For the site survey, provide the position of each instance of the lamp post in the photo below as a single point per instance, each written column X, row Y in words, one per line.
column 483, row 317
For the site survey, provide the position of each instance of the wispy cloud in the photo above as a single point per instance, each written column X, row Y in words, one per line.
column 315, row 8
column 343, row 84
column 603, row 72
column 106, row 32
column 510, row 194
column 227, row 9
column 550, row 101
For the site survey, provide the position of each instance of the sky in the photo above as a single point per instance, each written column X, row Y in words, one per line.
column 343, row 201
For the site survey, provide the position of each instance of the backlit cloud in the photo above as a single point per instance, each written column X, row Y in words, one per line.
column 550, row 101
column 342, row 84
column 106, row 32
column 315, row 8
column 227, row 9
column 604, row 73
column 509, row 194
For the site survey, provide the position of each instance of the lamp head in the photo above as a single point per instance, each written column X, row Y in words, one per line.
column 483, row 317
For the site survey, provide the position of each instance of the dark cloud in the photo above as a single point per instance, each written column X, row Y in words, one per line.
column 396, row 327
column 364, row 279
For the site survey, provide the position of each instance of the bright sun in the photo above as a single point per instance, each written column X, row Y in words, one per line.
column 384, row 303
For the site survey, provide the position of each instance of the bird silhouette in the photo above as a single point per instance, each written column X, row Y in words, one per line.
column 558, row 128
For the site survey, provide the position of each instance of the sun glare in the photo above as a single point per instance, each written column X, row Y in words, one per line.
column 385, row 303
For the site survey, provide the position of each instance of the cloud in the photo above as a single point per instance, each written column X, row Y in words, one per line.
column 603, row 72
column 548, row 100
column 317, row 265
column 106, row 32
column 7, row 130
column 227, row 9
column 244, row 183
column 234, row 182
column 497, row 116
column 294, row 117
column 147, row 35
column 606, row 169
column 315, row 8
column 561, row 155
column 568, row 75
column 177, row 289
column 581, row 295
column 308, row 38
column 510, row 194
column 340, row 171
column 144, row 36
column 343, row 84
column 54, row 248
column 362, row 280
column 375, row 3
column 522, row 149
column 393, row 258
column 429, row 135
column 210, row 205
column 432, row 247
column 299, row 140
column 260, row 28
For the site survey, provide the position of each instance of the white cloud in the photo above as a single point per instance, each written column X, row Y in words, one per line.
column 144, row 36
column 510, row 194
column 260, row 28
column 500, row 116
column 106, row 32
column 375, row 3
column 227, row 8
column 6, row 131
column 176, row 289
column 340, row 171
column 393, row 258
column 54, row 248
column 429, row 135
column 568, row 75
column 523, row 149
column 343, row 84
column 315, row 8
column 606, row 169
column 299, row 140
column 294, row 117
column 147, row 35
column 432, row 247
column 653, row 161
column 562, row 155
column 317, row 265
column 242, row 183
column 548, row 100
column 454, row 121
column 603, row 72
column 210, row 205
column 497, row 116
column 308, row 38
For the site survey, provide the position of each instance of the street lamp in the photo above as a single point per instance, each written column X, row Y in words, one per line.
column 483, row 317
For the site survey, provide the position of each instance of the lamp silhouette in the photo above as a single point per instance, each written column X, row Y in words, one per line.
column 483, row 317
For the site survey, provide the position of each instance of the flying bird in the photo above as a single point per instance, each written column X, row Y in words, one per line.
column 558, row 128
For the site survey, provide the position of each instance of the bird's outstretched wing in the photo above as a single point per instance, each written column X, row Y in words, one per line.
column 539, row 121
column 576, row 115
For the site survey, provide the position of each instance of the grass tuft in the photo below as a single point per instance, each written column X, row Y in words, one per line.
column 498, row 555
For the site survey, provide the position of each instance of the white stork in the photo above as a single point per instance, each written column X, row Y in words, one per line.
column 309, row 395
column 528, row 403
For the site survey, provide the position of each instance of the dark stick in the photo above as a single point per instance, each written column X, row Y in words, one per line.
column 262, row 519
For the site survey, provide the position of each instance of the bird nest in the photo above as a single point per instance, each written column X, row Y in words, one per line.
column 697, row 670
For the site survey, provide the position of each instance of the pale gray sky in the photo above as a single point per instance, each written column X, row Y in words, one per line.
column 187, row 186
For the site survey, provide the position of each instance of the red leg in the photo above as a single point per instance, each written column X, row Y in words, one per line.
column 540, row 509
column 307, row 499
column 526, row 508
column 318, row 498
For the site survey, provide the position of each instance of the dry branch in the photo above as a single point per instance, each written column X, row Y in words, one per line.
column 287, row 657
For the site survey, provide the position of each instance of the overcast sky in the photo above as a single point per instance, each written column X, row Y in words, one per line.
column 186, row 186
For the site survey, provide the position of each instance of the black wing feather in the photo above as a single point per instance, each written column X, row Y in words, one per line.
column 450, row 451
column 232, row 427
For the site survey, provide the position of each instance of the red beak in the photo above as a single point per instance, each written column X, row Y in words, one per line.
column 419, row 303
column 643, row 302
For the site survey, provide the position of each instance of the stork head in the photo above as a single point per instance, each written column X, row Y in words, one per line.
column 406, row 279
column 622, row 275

* * * * *

### YOUR INSTRUCTIONS
Your reply needs to reproduce all of the listing exactly.

### RESULT
For the site survey, provide the position of each instance of the lamp post in the photo below as a single point per instance, each written column X, row Y in words, one per line.
column 483, row 317
For the site survey, provide the position of each instance of the wispy cloud in the photo above as a single point per instance, each written column X, row Y in words, one per line.
column 315, row 8
column 343, row 84
column 603, row 72
column 106, row 32
column 510, row 194
column 227, row 9
column 550, row 101
For the site survey, provide the position of each instance of the sky in the photo above as a single point per instance, each written column X, row Y in words, one per line.
column 343, row 201
For the site survey, provide the position of each instance of the backlit cloud in the photo above as a single point per instance, each written column X, row Y in words, one per line.
column 550, row 101
column 342, row 84
column 106, row 32
column 315, row 8
column 227, row 9
column 604, row 73
column 509, row 194
For the site survey, provide the position of each instance of the lamp head in the photo above as a single point per instance, each written column X, row Y in words, one per line.
column 483, row 317
For the site survey, provide the position of each instance of the dark cloud in the photo above as a single point per instance, each written column X, row Y in words, one per line.
column 396, row 327
column 364, row 279
For the site survey, provide the position of each instance of the bright sun in the photo above as a single point per instance, each written column X, row Y in words, one per line.
column 384, row 303
For the site survey, provide the position of each instance of the bird silhouette in the photo above as a single point per instance, each written column X, row Y in words, one per line.
column 558, row 128
For the site survey, provide the position of each instance of the sun glare in the photo above as a single point per instance, each written column X, row Y in words, one per line.
column 385, row 303
For the site survey, provide the position of each instance of the cloud in the photo above as a single point per instance, each written column X, row Y in words, one per line.
column 603, row 72
column 548, row 100
column 317, row 265
column 106, row 32
column 7, row 130
column 227, row 9
column 244, row 183
column 234, row 182
column 497, row 116
column 294, row 117
column 147, row 35
column 606, row 169
column 315, row 8
column 561, row 155
column 568, row 75
column 177, row 289
column 581, row 295
column 308, row 38
column 510, row 194
column 340, row 171
column 144, row 36
column 343, row 84
column 54, row 248
column 362, row 280
column 375, row 3
column 522, row 149
column 393, row 258
column 429, row 135
column 210, row 205
column 432, row 247
column 299, row 140
column 260, row 28
For the site survey, provide the position of each instance of the white cloud in the photo above as a single point per instance, each written column X, row Y in words, one per line.
column 144, row 36
column 510, row 194
column 260, row 28
column 500, row 116
column 106, row 32
column 375, row 3
column 227, row 8
column 6, row 131
column 176, row 289
column 340, row 171
column 393, row 258
column 54, row 248
column 429, row 135
column 568, row 75
column 523, row 149
column 343, row 84
column 315, row 8
column 606, row 169
column 299, row 140
column 294, row 117
column 147, row 35
column 432, row 247
column 653, row 161
column 562, row 155
column 317, row 265
column 242, row 183
column 548, row 100
column 454, row 121
column 603, row 72
column 210, row 205
column 497, row 116
column 308, row 38
For the site survey, provide the position of each instance of the street lamp in the photo above as a single point per instance, each written column X, row Y in words, one per line.
column 483, row 317
For the site survey, provide the position of each instance of the lamp silhouette in the photo above as a single point per instance, each written column X, row Y in words, one per line.
column 483, row 317
For the site survey, provide the position of each instance of the flying bird in the photo above as a single point per instance, each written column X, row Y in words, one per line.
column 558, row 128
For the site survey, provide the position of each instance of the bird's outstretched wing in the photo above as a single point per instance, each written column X, row Y in words, one per line.
column 539, row 121
column 576, row 115
For the site survey, provide the position of each instance of the grass tuft in the photo below as a single point per instance, each written column X, row Y in words, one per line.
column 498, row 555
For the site survey, provide the position of each instance of the white stork in the photo above as a single point per instance, each written column X, row Y in words, one per line.
column 309, row 395
column 528, row 403
For the site survey, provide the position of each instance of the dark stick in the photo above as a single point per instance, each written column X, row Y in words, one per line.
column 262, row 519
For the site survey, provide the position of each instance of the bird nest in the photo above as a single point per instance, each written column X, row Y in words, one per line.
column 697, row 670
For the site survey, provide the position of each instance of the pale gray sky in the photo above as a single point per instance, each written column X, row Y in words, one per line.
column 187, row 186
For the site survey, provide the position of each instance of the red leg in the photo above as a single point per instance, each written column X, row Y in words, one per line.
column 540, row 509
column 307, row 499
column 526, row 508
column 318, row 498
For the site survey, provide the position of each instance of the dry branch in the photo above as a single point per instance, each written column X, row Y in words, one per line.
column 287, row 657
For the site survey, provide the position of each instance of the overcast sky in the photo above as a single point per instance, each written column X, row Y in words, one per line.
column 186, row 186
For the site survey, provide the position of each instance of the black wing feather in the photo above as a single point per instance, each written column X, row Y in words, one per line.
column 450, row 451
column 232, row 427
For the site survey, provide the position of each instance of the red beak in the photo above as a single point per instance, each written column X, row Y in words, one per line.
column 419, row 303
column 643, row 302
For the site survey, provide the position of each instance of the stork head in the photo above as a single point per instance, each written column X, row Y in words, one per line.
column 406, row 279
column 622, row 275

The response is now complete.